What needs to be done: Using the records below, repeat exactly the lines from the one holding "Target: blue tractor cab" through the one holding "Put a single dot on each instance of the wooden post", both ends included, and no others.

Data for this exercise:
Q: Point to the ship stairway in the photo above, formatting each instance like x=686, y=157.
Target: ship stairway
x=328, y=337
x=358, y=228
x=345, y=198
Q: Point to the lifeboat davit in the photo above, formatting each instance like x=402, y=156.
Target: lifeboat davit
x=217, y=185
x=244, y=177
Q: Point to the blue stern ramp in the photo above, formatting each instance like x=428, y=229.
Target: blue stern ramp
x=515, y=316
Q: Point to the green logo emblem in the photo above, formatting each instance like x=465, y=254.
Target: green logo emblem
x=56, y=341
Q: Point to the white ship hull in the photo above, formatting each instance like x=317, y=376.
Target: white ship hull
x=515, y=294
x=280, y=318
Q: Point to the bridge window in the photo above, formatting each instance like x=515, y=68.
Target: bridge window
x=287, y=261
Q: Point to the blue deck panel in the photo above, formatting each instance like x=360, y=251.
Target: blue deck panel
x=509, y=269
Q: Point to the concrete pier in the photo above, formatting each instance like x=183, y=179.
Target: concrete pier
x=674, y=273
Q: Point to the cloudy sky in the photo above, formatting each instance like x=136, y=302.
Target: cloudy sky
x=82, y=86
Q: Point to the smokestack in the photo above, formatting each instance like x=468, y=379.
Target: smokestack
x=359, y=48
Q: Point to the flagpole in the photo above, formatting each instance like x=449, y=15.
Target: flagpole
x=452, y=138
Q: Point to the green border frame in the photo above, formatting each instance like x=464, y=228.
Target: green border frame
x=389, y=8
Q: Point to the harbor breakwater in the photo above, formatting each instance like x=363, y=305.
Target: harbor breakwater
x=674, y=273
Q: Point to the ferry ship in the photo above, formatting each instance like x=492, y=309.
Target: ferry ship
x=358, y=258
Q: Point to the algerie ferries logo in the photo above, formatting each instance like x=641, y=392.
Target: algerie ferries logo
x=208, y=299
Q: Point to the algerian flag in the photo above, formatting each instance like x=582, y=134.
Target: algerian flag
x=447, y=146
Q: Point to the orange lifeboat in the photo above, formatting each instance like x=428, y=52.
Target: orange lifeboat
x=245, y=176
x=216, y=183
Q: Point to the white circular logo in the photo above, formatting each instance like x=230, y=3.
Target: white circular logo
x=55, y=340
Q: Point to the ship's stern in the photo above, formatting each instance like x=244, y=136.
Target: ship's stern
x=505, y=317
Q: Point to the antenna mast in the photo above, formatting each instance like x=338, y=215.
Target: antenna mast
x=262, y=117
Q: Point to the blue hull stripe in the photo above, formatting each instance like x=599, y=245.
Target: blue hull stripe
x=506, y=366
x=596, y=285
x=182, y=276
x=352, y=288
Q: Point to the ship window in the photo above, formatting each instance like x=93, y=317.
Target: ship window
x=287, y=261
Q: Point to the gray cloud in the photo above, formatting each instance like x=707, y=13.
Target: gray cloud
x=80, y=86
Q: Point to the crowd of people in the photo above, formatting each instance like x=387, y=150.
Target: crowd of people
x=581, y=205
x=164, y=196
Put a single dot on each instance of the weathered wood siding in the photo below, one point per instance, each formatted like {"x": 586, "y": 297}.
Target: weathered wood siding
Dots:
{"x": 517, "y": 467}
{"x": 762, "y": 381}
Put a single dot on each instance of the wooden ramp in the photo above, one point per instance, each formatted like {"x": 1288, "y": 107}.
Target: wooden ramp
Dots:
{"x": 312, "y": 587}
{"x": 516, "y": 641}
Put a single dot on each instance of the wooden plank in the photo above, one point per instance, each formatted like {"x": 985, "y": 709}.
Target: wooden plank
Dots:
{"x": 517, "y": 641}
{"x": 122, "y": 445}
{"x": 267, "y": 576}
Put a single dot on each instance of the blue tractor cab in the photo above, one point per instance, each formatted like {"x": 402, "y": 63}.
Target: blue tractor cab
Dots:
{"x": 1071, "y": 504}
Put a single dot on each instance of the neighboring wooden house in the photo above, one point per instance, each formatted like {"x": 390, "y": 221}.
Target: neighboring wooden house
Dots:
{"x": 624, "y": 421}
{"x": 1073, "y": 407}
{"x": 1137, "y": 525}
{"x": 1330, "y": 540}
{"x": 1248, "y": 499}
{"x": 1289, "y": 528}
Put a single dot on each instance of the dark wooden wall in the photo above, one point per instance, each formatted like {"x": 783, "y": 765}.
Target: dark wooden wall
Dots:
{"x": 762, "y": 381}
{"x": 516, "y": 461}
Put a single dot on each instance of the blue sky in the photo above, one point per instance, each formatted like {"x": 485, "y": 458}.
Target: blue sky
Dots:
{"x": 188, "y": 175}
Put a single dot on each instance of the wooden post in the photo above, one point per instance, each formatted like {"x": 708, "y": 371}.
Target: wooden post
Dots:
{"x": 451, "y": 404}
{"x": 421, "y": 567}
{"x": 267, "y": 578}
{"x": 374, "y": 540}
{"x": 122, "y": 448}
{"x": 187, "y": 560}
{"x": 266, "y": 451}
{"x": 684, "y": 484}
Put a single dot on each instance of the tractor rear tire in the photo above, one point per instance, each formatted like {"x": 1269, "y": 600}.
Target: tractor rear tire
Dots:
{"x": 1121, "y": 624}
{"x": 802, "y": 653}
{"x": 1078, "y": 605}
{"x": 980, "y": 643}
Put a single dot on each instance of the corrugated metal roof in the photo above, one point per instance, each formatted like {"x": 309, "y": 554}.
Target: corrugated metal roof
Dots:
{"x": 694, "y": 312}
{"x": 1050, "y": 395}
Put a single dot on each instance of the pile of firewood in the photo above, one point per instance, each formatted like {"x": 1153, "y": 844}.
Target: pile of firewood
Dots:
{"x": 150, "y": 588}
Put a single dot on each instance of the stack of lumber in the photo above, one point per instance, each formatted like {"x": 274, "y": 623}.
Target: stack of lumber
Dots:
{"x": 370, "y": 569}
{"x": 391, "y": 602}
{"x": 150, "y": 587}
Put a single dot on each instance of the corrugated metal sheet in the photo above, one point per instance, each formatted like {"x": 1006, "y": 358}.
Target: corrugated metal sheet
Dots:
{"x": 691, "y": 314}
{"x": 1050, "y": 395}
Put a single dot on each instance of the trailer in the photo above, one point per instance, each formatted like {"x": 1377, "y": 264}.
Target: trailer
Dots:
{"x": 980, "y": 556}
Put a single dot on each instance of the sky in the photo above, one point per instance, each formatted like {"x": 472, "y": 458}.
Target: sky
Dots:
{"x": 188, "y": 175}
==
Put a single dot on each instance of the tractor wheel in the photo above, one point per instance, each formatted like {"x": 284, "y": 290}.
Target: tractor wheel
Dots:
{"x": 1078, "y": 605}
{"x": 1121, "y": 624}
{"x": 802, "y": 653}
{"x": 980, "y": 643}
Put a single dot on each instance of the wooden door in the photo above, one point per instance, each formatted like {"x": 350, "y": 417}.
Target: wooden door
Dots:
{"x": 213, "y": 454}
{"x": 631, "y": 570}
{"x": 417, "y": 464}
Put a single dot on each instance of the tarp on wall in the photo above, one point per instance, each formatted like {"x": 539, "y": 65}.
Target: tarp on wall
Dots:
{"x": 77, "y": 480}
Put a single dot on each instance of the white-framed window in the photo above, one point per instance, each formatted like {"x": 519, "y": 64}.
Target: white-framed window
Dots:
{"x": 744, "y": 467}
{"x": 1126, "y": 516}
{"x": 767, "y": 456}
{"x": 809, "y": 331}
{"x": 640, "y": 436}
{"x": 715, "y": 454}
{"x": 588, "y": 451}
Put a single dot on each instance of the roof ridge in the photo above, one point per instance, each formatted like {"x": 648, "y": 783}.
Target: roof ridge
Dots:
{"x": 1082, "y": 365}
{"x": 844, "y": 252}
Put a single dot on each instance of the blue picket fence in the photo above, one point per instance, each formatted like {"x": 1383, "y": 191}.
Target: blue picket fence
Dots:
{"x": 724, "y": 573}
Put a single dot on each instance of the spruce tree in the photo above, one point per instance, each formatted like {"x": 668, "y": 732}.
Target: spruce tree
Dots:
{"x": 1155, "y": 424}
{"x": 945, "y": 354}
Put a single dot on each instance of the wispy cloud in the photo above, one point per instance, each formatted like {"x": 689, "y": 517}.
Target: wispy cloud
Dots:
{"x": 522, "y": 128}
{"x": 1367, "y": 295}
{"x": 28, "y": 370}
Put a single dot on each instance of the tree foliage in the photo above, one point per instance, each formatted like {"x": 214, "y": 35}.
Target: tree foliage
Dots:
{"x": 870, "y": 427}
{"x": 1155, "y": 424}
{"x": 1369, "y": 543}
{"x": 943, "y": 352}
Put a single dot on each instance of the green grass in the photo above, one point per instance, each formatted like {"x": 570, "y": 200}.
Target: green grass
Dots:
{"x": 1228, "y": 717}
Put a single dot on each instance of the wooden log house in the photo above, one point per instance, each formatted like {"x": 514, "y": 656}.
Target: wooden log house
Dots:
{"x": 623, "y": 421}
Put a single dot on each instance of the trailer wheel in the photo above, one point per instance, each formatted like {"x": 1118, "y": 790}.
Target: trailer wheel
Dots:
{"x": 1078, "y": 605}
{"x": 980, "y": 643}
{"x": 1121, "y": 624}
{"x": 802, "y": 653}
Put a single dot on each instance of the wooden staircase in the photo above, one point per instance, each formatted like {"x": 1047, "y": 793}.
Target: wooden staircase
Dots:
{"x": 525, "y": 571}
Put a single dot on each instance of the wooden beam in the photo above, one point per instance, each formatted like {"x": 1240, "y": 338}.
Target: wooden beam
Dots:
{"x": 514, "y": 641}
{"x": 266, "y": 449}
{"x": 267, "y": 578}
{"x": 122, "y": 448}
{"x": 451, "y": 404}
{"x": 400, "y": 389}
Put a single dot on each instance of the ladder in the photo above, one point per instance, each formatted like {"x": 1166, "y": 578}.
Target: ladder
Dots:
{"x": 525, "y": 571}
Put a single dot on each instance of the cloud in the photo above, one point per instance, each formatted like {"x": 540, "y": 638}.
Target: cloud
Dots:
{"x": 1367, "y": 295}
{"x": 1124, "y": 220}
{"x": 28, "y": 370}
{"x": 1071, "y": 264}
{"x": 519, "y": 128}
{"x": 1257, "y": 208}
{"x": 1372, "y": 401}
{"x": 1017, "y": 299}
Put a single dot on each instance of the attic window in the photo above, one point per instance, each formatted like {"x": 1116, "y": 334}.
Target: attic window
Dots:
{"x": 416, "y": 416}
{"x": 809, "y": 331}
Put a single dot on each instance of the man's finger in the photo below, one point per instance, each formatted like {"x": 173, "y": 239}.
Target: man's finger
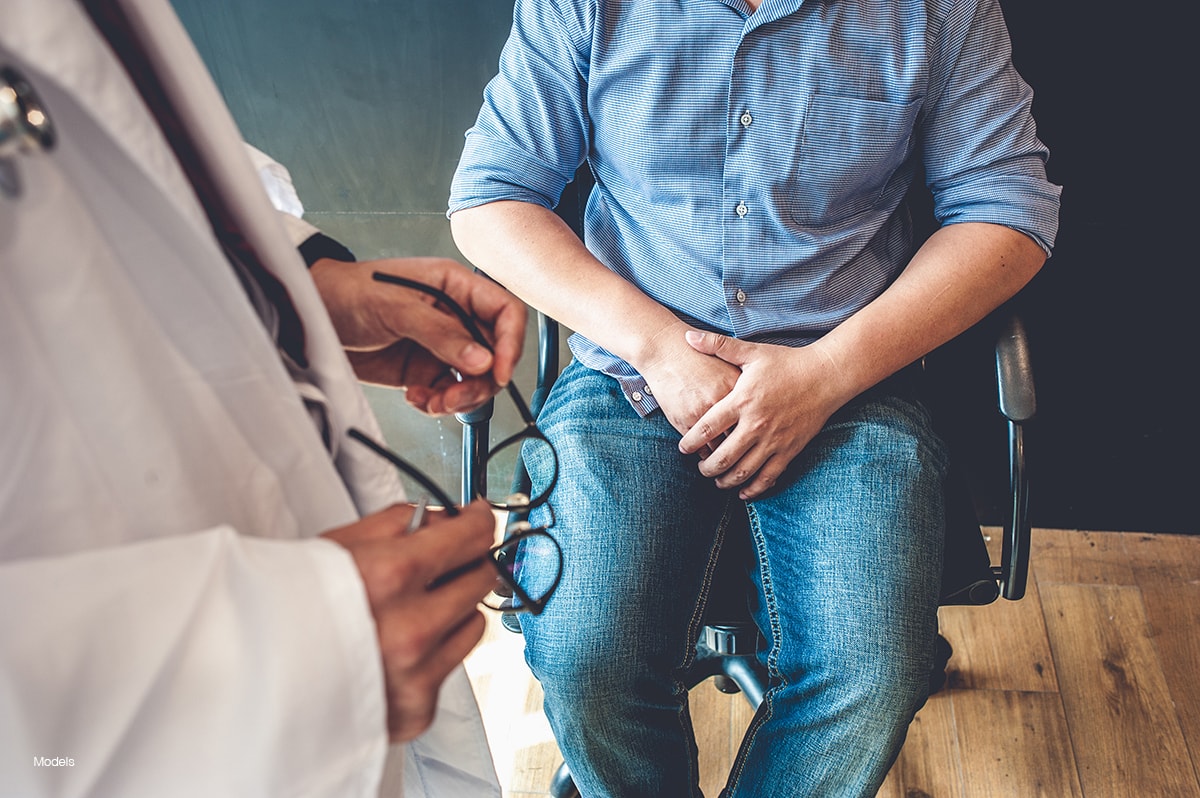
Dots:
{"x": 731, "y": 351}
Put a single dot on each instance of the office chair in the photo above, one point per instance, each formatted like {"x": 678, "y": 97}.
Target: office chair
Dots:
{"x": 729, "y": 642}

Answer for this exercise:
Target: blue tractor cab
Dots:
{"x": 1071, "y": 504}
Put a single dot on each instance of the neighboring wooden house in the photo above, one point per instance, each formatted like {"x": 390, "y": 221}.
Target: neighboring wooden house
Dots:
{"x": 624, "y": 421}
{"x": 1073, "y": 407}
{"x": 1137, "y": 525}
{"x": 1330, "y": 540}
{"x": 1248, "y": 499}
{"x": 1289, "y": 528}
Put a single dot on each instance of the dark wooden wall in the photo above, one point per instance, each formatted like {"x": 783, "y": 765}.
Target: dark wooden wall
Dots:
{"x": 762, "y": 381}
{"x": 516, "y": 461}
Put a single dot on each instance of the blue sky in the photo above, one point per instance, each formatted like {"x": 485, "y": 458}.
Target: blue sky
Dots:
{"x": 188, "y": 175}
Put a single dot on each instance of the wooden post in the photo above, one point per instance, each formatted like {"x": 708, "y": 371}.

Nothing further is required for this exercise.